■ **YOUR TASK**
Scan the records for "image". Show the matching lines.

Stored data entries
===============
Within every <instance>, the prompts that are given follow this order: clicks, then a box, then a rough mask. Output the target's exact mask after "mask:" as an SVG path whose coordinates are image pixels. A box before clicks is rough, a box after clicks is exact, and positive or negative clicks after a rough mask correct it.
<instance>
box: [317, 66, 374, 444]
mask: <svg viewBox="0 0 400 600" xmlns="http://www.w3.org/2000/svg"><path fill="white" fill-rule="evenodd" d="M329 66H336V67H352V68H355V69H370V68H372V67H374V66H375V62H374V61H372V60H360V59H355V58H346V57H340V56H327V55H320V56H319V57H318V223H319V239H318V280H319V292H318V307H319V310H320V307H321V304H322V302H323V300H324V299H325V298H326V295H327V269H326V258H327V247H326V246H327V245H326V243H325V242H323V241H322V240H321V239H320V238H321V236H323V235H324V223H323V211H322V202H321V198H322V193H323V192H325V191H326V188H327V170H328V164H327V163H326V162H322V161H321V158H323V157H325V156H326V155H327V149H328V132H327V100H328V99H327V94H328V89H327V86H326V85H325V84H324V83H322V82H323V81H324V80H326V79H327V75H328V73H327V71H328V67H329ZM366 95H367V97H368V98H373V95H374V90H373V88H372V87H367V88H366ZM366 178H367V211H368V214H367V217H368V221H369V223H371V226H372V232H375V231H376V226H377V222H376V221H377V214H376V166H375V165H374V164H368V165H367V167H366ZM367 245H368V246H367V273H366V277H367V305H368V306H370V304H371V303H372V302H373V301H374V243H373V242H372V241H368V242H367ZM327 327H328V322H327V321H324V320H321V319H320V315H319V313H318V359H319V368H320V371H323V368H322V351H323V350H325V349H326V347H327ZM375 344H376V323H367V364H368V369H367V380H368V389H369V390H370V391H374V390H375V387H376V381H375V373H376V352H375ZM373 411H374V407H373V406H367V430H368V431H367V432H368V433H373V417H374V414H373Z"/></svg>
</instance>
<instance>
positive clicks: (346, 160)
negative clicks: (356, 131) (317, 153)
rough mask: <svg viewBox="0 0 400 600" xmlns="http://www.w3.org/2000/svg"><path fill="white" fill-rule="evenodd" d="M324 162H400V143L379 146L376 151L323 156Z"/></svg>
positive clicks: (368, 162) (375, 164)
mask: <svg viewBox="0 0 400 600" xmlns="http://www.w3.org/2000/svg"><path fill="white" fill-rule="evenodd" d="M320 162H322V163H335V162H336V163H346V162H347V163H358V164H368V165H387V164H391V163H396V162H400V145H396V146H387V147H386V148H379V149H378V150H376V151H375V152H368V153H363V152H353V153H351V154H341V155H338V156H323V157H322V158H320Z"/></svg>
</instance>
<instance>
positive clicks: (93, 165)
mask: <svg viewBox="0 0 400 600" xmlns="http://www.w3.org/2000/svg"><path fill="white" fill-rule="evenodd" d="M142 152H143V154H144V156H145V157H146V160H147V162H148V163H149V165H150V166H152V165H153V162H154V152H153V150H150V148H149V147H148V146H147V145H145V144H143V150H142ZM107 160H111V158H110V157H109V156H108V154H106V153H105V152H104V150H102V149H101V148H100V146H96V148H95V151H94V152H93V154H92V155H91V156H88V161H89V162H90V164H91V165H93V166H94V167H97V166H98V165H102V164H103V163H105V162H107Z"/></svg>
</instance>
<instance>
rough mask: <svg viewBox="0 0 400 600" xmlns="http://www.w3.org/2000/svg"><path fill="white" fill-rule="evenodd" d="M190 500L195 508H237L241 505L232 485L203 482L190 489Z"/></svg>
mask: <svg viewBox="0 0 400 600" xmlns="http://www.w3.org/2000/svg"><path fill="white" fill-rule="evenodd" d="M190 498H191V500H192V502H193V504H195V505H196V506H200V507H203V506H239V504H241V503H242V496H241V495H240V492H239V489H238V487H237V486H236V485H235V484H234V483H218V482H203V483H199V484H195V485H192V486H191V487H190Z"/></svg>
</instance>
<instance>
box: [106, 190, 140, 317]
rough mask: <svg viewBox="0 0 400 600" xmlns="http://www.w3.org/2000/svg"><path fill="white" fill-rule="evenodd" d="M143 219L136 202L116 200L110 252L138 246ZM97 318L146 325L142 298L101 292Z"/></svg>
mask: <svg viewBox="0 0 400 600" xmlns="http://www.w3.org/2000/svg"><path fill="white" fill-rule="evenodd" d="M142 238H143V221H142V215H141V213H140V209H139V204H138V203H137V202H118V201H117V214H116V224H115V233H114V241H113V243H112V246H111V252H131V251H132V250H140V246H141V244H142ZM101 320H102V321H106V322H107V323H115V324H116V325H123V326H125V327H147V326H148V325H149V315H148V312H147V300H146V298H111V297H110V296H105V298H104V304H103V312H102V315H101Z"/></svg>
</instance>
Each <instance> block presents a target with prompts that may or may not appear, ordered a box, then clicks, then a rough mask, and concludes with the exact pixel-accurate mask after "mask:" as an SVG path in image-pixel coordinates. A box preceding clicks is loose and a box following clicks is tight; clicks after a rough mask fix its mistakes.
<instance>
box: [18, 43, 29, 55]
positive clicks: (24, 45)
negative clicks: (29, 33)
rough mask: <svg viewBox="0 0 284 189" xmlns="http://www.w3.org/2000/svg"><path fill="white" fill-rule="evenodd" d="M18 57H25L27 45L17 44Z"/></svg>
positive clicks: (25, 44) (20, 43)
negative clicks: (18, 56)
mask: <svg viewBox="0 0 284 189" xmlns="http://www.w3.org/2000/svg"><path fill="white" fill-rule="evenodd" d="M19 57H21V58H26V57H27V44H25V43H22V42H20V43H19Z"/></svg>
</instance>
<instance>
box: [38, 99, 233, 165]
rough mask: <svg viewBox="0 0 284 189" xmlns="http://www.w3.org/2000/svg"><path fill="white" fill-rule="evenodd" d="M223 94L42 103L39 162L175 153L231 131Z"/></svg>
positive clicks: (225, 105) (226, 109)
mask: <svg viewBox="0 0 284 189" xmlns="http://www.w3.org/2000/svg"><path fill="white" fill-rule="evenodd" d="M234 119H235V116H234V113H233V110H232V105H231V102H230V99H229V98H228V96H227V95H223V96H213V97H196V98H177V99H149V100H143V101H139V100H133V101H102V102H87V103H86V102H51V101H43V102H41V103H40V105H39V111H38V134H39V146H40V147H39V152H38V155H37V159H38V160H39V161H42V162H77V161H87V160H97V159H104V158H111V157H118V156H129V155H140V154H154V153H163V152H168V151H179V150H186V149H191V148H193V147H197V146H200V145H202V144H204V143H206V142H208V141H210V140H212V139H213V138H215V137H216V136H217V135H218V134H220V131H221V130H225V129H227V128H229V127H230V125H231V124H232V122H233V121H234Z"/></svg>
===============
■ **PROBLEM SOLUTION**
Within every <instance>, the prompts that are given follow this order: clicks, then a box, then a rough mask. Output the target's exact mask after "mask:" as an SVG path whose coordinates are image pixels. A box before clicks is rough, a box after clicks is exact, and positive or negative clicks after a rough mask correct it.
Each <instance> block presents a target with prompts that may or may not appear, ordered a box, then clicks, then a rough mask, and concludes with the exact pixel-accurate mask after "mask:" as an SVG path in image-pixel coordinates. A box preceding clicks is loose and a box following clicks is tight; clicks after a rough mask fix its mistakes.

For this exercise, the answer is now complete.